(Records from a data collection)
────────────────────

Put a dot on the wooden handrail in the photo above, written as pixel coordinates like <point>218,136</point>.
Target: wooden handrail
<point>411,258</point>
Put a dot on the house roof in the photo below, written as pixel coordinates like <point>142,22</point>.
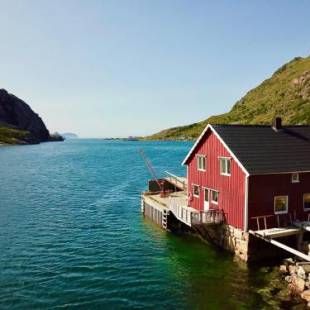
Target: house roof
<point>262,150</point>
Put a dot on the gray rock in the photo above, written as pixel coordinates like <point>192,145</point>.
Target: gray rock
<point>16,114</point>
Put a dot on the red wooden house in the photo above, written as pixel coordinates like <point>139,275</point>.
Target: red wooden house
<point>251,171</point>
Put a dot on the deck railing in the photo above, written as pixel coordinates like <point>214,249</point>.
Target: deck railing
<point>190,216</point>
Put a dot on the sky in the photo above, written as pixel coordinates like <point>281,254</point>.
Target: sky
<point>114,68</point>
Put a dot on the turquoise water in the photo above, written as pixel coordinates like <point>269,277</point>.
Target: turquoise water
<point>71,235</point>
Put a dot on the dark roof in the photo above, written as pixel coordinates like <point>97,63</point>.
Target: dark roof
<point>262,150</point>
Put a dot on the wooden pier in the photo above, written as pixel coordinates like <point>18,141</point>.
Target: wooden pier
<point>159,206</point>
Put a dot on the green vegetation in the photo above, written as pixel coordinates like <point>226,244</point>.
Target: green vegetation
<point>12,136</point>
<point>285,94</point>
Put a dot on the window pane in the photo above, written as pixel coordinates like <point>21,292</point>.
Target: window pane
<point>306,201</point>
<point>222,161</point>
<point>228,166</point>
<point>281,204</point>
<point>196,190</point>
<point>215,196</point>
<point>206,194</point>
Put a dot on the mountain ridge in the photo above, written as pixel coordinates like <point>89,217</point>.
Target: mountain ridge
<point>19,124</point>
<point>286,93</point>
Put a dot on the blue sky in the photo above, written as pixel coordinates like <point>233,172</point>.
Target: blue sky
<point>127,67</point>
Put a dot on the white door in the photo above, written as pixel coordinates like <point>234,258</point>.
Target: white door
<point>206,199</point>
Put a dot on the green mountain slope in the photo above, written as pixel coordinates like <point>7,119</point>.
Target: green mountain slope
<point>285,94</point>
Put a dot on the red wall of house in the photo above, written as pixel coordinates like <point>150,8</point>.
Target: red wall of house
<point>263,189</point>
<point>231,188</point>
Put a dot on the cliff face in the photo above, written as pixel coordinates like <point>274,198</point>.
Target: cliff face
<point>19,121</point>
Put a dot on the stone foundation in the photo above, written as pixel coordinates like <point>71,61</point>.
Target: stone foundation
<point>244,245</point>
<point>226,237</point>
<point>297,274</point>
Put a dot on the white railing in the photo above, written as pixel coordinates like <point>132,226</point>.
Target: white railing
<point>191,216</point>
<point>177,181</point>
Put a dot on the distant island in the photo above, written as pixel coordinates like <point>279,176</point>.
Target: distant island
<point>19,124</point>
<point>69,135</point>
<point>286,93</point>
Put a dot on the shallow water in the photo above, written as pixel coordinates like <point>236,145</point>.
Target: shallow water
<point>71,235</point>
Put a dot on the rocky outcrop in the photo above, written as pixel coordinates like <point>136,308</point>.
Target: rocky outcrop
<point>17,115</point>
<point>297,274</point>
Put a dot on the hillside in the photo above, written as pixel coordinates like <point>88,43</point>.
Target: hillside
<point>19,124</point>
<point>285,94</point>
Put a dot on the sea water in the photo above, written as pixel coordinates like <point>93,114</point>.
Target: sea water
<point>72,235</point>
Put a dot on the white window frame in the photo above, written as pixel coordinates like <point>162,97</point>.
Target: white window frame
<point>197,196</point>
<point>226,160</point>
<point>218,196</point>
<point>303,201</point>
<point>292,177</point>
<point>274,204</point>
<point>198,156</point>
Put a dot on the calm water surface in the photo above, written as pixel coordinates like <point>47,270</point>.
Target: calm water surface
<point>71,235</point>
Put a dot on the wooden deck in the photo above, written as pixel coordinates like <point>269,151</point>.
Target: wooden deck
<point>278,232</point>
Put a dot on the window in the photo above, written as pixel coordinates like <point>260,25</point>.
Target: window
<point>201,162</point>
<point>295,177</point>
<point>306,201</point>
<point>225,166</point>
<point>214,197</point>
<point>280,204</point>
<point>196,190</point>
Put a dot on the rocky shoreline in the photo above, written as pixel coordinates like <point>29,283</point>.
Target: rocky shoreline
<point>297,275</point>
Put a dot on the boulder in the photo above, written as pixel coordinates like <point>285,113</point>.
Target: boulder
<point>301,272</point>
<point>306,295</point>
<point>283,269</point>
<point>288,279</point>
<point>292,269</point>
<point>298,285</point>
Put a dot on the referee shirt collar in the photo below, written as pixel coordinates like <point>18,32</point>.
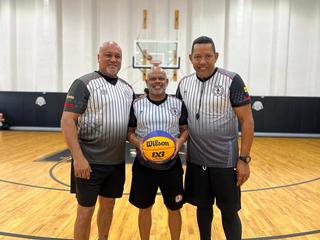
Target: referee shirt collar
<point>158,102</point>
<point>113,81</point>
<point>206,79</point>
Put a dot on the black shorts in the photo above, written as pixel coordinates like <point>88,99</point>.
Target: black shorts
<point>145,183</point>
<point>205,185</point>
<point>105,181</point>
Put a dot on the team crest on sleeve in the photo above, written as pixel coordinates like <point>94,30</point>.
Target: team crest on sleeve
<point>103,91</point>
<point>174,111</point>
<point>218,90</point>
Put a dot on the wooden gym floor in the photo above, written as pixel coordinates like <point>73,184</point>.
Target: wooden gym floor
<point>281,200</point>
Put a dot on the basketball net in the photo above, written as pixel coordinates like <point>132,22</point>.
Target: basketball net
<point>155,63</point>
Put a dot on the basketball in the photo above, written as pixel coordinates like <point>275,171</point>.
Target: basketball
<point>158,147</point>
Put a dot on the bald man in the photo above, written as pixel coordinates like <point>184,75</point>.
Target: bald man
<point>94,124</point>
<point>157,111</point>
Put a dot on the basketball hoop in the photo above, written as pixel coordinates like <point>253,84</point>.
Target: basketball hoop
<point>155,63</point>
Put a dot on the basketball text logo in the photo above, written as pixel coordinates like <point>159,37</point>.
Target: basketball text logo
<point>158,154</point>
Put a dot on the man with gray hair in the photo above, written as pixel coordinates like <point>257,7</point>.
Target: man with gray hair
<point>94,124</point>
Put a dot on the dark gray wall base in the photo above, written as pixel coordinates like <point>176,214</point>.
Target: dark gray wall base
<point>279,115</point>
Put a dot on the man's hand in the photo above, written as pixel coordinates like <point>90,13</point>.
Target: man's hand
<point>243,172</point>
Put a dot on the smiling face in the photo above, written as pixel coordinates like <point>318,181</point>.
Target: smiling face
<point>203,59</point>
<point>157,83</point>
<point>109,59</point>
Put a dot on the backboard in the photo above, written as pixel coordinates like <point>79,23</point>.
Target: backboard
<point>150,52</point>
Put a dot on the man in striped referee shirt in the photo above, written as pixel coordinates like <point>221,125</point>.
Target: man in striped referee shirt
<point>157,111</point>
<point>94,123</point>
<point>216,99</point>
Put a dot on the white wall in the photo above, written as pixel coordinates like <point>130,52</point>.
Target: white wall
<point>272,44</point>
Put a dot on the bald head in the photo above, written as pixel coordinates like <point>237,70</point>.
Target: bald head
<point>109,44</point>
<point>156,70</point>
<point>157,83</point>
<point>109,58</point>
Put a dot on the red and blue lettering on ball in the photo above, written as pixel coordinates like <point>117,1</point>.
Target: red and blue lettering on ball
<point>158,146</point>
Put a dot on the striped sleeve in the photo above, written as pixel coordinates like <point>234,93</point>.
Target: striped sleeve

────────────────────

Problem to solve: Please copy all of the data above line for line, omitting the pictures.

Output:
Put a dot on the wooden handrail in the photo above, written as pixel coordinates like <point>218,136</point>.
Target: wooden handrail
<point>411,258</point>
Put a dot on the house roof in the photo below, written as pixel coordinates like <point>142,22</point>.
Target: house roof
<point>262,150</point>
Put a dot on the gray rock in the photo above, written as pixel coordinates like <point>192,145</point>.
Target: gray rock
<point>16,114</point>
Put a dot on the red wooden house in the photo above, written as pixel coordinates like <point>139,275</point>.
Target: red wooden house
<point>251,171</point>
Put a dot on the deck railing in the photo above, written as pixel coordinates like <point>214,249</point>.
Target: deck railing
<point>190,216</point>
Put a dot on the sky in the photo above, written as pixel coordinates like <point>281,254</point>.
Target: sky
<point>114,68</point>
Put a dot on the turquoise water in the photo above, written as pixel coordinates like <point>269,277</point>.
Target: turquoise water
<point>71,235</point>
Put a dot on the dark roof in the photo above, written as pixel coordinates like <point>97,63</point>.
Target: dark roof
<point>262,150</point>
Put a dot on the wooden pier in the photo above, written as pixel coordinates like <point>18,141</point>.
Target: wooden pier
<point>159,206</point>
Put a dot on the green vegetation in the photo above, written as pixel coordinates like <point>226,244</point>.
Target: green vegetation
<point>12,136</point>
<point>285,94</point>
Put a dot on the window pane in the photo above, written as pixel coordinates like <point>21,292</point>.
Target: window pane
<point>306,201</point>
<point>222,161</point>
<point>228,166</point>
<point>281,204</point>
<point>196,190</point>
<point>215,196</point>
<point>206,194</point>
Put a dot on the mountain ridge in the photo above, written as pixel coordinates like <point>89,217</point>.
Target: mountain ridge
<point>19,124</point>
<point>286,93</point>
Put a dot on the blue sky in the photo above, written as pixel coordinates like <point>233,172</point>.
Target: blue sky
<point>127,67</point>
Put a dot on the white door in the photo above, written as pixel coordinates like <point>234,258</point>.
Target: white door
<point>206,199</point>
Put a dot on the green mountain slope in the photo above, written as pixel coordinates like <point>7,119</point>.
Target: green mountain slope
<point>285,94</point>
Put a dot on the red wall of house in the photo above, written as pixel coordinates like <point>150,8</point>.
Target: red wall of house
<point>263,189</point>
<point>231,188</point>
Put a dot on the cliff face in the photo above, written as pixel coordinates like <point>274,198</point>.
Target: cliff face
<point>19,121</point>
Put a dot on the stone foundation in the photo above, written as pixel coordinates like <point>71,61</point>.
Target: stone foundation
<point>244,245</point>
<point>226,237</point>
<point>297,274</point>
Put a dot on the white railing in the photo above, written as pixel coordinates like <point>132,226</point>.
Target: white railing
<point>191,216</point>
<point>177,181</point>
Put a dot on the distant island in the photo above, written as pixel coordinates like <point>279,176</point>.
Target: distant island
<point>19,124</point>
<point>69,135</point>
<point>286,93</point>
Put a dot on the shallow water in the photo above, written as pixel coordinates like <point>236,145</point>.
Target: shallow water
<point>71,235</point>
Put a dot on the rocky outcrop in the photo above, written as pixel coordinates like <point>136,308</point>.
Target: rocky outcrop
<point>17,115</point>
<point>297,274</point>
Put a dot on the hillside in the photo above, written as pixel coordinates like <point>88,43</point>.
Target: hillside
<point>19,124</point>
<point>285,94</point>
Put a dot on the sea water in the photo above, written as pixel coordinates like <point>93,114</point>.
Target: sea water
<point>72,235</point>
Put a dot on the white window frame in the photo above, written as pixel coordinates like <point>162,97</point>.
Target: white window frame
<point>197,196</point>
<point>226,160</point>
<point>218,196</point>
<point>303,201</point>
<point>292,177</point>
<point>274,204</point>
<point>198,156</point>
Put a dot on the calm water surface in the photo above, written as pixel coordinates like <point>47,270</point>.
Target: calm water surface
<point>71,235</point>
Put a dot on the wooden deck in the photo above, written as pixel coordinates like <point>269,151</point>.
Target: wooden deck
<point>278,232</point>
Put a dot on the window in the photo above, written as pixel coordinates like <point>260,25</point>.
Target: window
<point>201,162</point>
<point>295,177</point>
<point>306,201</point>
<point>225,166</point>
<point>214,197</point>
<point>280,204</point>
<point>196,190</point>
Put a dot on the rocky shoreline in the photo above, written as pixel coordinates like <point>29,283</point>.
Target: rocky shoreline
<point>297,275</point>
Put a dot on the boulder in the photo above, written as pixel coordinates like <point>285,113</point>.
Target: boulder
<point>301,272</point>
<point>306,295</point>
<point>283,269</point>
<point>288,279</point>
<point>292,269</point>
<point>298,285</point>
Put a dot on the referee shirt collar in the photo below, written as pixel coordinates like <point>18,32</point>.
Target: referee shirt collar
<point>158,102</point>
<point>113,81</point>
<point>206,79</point>
Put a dot on the black shorts in the photo above, written as pixel coordinates like <point>88,99</point>.
Target: black shorts
<point>145,183</point>
<point>205,185</point>
<point>105,181</point>
Put a dot on the team crest on sleeve in the photo above, written as pixel coordinates like <point>94,30</point>.
Target: team crest on sleeve
<point>103,91</point>
<point>174,111</point>
<point>218,90</point>
Put a dot on the wooden gym floor in the photo above, written as pixel coordinates like <point>73,184</point>.
Target: wooden gym floor
<point>281,200</point>
Put a dot on the basketball net in the photo above, written as pixel coordinates like <point>132,22</point>.
Target: basketball net
<point>155,63</point>
Put a dot on the basketball in the photo above, written as pixel coordinates like <point>275,171</point>.
Target: basketball
<point>158,147</point>
Put a dot on the bald man in the photo above, written as pixel coordinates like <point>184,75</point>.
Target: bald man
<point>94,124</point>
<point>157,111</point>
Put a dot on the basketball hoop in the photo above, written as pixel coordinates like <point>253,84</point>.
Target: basketball hoop
<point>155,63</point>
Put a dot on the basketball text logo in the photo above, written as pixel coordinates like <point>159,37</point>.
Target: basketball text logo
<point>158,154</point>
Put a dot on the man with gray hair in the photo above, written as pixel coordinates like <point>257,7</point>.
Target: man with gray hair
<point>94,124</point>
Put a dot on the dark gray wall base in the photo above, written as pixel coordinates like <point>176,214</point>.
Target: dark gray wall base
<point>279,115</point>
Put a dot on the man's hand in the photo above, written as pixel coordinates like <point>90,13</point>.
Target: man's hand
<point>243,172</point>
Put a dot on the smiling face in the photo above, written as pixel coordinates like <point>318,181</point>.
Target: smiling face
<point>203,59</point>
<point>157,83</point>
<point>109,59</point>
Put a dot on the backboard in the photo above, written as pixel coordinates like <point>79,23</point>.
Target: backboard
<point>150,52</point>
Put a dot on the man in striped referee shirt in the photo above, written as pixel coordinates like <point>221,125</point>.
Target: man in striped referee shirt
<point>157,111</point>
<point>94,123</point>
<point>216,99</point>
Put a dot on the white wall in the photo above, written as pixel coordinates like <point>130,52</point>.
Target: white wall
<point>272,44</point>
Put a dot on the bald head in the photo above, written as pixel coordinates like <point>237,70</point>.
Target: bald head
<point>109,44</point>
<point>156,70</point>
<point>157,83</point>
<point>109,58</point>
Put a dot on the red and blue lettering on ball in the photo above, written as pixel coordinates like <point>117,1</point>.
Target: red and blue lettering on ball
<point>158,146</point>
Put a dot on the striped sleeve in the photo above, written as pixel coordinates like <point>234,93</point>.
Target: striped sleeve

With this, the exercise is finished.